If I were to have an issue with THE ARTIST then it would be that I wished that it tapped deeper into the darker recesses of Valenin’s poverty-stricken and suicidal post-celebrity breakdown, which could have given the film a somber and more morosely operatic veneer.  Yet, I was so enraptured by the sheer ambition and audacity of the whole enterprise that I couldn’t really care in the slightest about nitpicking (that, and a dreary third act would have not allowed for the film’s virtuoso tap dancing finale that joyously ends the film on an applause-worthy high).  To be fair, not all of THE ARTIST is silent (eleven words are spoken, but when they are it’s a perfect kind of golden moment), but watching a silent film reminded me of why we go to the movies: to focus intently on what’s transpiring on the screen and become an active and engaged participant in its story.  You don’t need dialogue, or color film, or American and English speaking performers/directors to provide that.  In our recent nihilistic age of mindless spectacles of Michael Bay-ian overkill, THE ARTIST is like a spiritual deliverance of the senses.

REVIEW ADDENDUM

There has been some brewing controversy regarding Bource's score, which does contain some long sections of Bernard Herrmann's most famous theme from VERTIGO.  I have no problem with the appropriation of Herrmann's score here for the sake of evoking a sense of time period and mood in the film (not to mention that it consciously is meant to echo classic films), but I do have issues with Bource's score being nominated for an Oscar for Best Original Score.  How could a film score be considered an original work if it contains clear-cut and copied elements of past work by someone else?  Beat's me.

────────────────────

Set problem A. Please quote the film review between "REVIEW ADDENDUM" and "else?  Beat's me.", inclusive.

Records for this task.

────────────────────

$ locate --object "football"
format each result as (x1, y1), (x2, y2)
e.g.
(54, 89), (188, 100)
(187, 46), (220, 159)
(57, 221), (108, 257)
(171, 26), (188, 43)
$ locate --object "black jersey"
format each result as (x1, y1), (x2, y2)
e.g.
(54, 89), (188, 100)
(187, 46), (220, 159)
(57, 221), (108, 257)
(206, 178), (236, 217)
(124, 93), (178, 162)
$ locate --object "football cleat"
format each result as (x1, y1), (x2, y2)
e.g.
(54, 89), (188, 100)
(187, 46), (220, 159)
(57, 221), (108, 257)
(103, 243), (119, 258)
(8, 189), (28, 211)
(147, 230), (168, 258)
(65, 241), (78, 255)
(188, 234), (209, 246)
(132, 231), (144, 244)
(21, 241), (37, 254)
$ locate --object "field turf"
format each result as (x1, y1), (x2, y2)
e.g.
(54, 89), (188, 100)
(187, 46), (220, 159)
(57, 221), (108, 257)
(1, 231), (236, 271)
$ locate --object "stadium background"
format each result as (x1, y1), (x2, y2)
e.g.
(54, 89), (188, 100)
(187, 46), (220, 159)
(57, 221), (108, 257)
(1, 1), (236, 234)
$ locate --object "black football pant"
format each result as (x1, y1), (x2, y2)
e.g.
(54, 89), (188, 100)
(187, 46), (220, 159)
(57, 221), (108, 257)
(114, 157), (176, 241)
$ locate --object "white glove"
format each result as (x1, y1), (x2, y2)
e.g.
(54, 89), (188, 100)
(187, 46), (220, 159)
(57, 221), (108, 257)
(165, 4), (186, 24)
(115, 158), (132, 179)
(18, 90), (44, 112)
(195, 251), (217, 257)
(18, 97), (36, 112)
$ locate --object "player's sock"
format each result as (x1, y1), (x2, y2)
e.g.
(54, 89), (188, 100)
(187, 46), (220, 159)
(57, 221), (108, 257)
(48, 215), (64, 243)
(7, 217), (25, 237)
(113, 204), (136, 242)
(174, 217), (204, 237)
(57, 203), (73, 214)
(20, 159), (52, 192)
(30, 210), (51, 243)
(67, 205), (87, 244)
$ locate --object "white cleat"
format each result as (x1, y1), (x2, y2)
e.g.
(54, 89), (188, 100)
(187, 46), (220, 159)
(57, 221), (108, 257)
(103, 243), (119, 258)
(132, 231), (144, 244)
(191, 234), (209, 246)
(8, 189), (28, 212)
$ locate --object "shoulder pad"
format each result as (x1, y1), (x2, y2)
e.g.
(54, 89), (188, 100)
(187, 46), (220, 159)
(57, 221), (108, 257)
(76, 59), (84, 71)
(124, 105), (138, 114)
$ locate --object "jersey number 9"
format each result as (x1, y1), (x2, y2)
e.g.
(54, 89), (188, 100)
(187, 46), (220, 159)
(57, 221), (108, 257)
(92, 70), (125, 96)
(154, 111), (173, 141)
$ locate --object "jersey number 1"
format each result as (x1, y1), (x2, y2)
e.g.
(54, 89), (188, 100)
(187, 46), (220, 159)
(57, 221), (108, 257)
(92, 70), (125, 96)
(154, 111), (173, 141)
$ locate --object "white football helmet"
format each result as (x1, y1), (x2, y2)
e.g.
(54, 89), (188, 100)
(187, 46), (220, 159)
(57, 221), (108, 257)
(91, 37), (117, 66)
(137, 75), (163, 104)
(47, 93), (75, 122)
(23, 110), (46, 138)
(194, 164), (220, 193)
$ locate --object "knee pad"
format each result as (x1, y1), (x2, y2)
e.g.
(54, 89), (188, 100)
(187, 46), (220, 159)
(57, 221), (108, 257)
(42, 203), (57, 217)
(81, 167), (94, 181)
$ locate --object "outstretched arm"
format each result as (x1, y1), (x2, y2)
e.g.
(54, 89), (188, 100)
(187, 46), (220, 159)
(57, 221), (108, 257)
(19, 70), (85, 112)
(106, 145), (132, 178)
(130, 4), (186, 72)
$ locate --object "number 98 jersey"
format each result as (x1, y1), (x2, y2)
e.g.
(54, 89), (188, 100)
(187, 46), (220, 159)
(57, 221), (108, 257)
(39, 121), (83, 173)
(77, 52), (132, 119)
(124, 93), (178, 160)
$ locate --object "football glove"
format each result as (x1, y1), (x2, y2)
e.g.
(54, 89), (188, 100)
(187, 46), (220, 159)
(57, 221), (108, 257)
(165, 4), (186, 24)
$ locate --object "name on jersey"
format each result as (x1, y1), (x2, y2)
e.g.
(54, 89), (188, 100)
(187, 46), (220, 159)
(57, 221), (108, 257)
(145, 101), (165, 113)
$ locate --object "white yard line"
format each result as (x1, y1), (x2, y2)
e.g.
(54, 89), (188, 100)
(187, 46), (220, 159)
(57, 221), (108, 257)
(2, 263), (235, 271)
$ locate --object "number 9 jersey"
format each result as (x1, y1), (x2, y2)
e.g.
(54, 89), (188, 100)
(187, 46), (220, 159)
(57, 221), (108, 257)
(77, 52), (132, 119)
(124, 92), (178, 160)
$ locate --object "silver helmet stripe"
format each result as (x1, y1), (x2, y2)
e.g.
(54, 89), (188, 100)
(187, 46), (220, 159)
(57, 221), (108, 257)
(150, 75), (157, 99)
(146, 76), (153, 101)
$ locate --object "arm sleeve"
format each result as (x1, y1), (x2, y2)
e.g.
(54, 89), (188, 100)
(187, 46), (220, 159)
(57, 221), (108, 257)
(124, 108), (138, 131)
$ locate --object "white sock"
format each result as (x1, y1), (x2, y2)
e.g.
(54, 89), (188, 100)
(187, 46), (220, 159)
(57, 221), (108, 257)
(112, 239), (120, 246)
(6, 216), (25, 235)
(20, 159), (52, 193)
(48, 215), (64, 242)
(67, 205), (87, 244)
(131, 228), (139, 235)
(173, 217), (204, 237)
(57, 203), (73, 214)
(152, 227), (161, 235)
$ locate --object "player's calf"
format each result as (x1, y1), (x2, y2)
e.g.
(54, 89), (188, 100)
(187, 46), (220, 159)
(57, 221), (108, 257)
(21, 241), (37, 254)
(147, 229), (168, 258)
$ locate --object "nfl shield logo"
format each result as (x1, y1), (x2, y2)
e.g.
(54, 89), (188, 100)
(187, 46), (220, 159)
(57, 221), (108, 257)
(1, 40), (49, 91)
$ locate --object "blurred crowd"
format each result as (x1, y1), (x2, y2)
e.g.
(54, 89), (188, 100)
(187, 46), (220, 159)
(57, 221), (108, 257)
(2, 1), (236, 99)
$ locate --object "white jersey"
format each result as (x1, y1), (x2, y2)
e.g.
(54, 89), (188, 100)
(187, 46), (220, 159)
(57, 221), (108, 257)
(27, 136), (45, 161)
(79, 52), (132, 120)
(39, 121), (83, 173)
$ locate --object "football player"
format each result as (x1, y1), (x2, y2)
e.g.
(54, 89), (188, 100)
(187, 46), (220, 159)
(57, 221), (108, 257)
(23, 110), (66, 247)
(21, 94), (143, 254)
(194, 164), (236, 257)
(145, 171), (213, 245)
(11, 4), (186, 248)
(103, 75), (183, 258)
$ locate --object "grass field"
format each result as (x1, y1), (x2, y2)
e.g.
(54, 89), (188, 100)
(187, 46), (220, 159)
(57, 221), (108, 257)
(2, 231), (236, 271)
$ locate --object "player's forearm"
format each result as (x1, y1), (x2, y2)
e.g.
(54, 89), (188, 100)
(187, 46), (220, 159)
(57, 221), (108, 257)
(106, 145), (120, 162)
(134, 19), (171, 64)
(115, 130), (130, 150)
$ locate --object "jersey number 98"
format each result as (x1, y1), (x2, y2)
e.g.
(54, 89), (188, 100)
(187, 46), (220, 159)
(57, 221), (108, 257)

────────────────────

Set problem B. Print the listing exactly as it runs from its first line to the line holding "(8, 189), (28, 212)", both ends included.

Expected answer A.
REVIEW ADDENDUM

There has been some brewing controversy regarding Bource's score, which does contain some long sections of Bernard Herrmann's most famous theme from VERTIGO.  I have no problem with the appropriation of Herrmann's score here for the sake of evoking a sense of time period and mood in the film (not to mention that it consciously is meant to echo classic films), but I do have issues with Bource's score being nominated for an Oscar for Best Original Score.  How could a film score be considered an original work if it contains clear-cut and copied elements of past work by someone else?  Beat's me.

Expected answer B.
$ locate --object "football"
format each result as (x1, y1), (x2, y2)
e.g.
(54, 89), (188, 100)
(187, 46), (220, 159)
(57, 221), (108, 257)
(171, 26), (188, 43)
$ locate --object "black jersey"
format each result as (x1, y1), (x2, y2)
e.g.
(54, 89), (188, 100)
(187, 46), (220, 159)
(57, 221), (108, 257)
(206, 178), (236, 217)
(124, 93), (178, 162)
$ locate --object "football cleat"
format each result as (x1, y1), (x2, y2)
e.g.
(54, 89), (188, 100)
(187, 46), (220, 159)
(57, 221), (108, 257)
(103, 243), (119, 258)
(8, 189), (28, 211)
(147, 230), (168, 258)
(65, 241), (78, 255)
(188, 234), (209, 246)
(132, 231), (144, 244)
(21, 241), (37, 254)
$ locate --object "field turf"
format each result as (x1, y1), (x2, y2)
e.g.
(54, 89), (188, 100)
(187, 46), (220, 159)
(57, 221), (108, 257)
(1, 231), (236, 271)
$ locate --object "stadium background"
format each result as (x1, y1), (x2, y2)
e.g.
(54, 89), (188, 100)
(187, 46), (220, 159)
(57, 221), (108, 257)
(1, 1), (236, 234)
$ locate --object "black football pant"
format each result as (x1, y1), (x2, y2)
e.g.
(54, 89), (188, 100)
(187, 46), (220, 159)
(57, 221), (108, 257)
(114, 157), (176, 241)
$ locate --object "white glove"
format each result as (x1, y1), (x2, y2)
e.g.
(54, 89), (188, 100)
(187, 46), (220, 159)
(57, 221), (108, 257)
(165, 4), (186, 24)
(115, 158), (132, 179)
(18, 90), (44, 112)
(195, 251), (217, 257)
(18, 97), (36, 112)
$ locate --object "player's sock"
format each result as (x1, y1), (x2, y2)
e.g.
(54, 89), (188, 100)
(187, 46), (220, 159)
(57, 221), (108, 257)
(48, 215), (64, 243)
(7, 217), (25, 237)
(113, 204), (136, 242)
(174, 217), (204, 237)
(57, 203), (73, 214)
(20, 159), (52, 192)
(30, 210), (51, 243)
(67, 205), (87, 244)
$ locate --object "white cleat"
format each result as (x1, y1), (x2, y2)
e.g.
(54, 89), (188, 100)
(187, 46), (220, 159)
(57, 221), (108, 257)
(103, 243), (119, 258)
(132, 231), (144, 244)
(191, 234), (209, 246)
(8, 189), (28, 212)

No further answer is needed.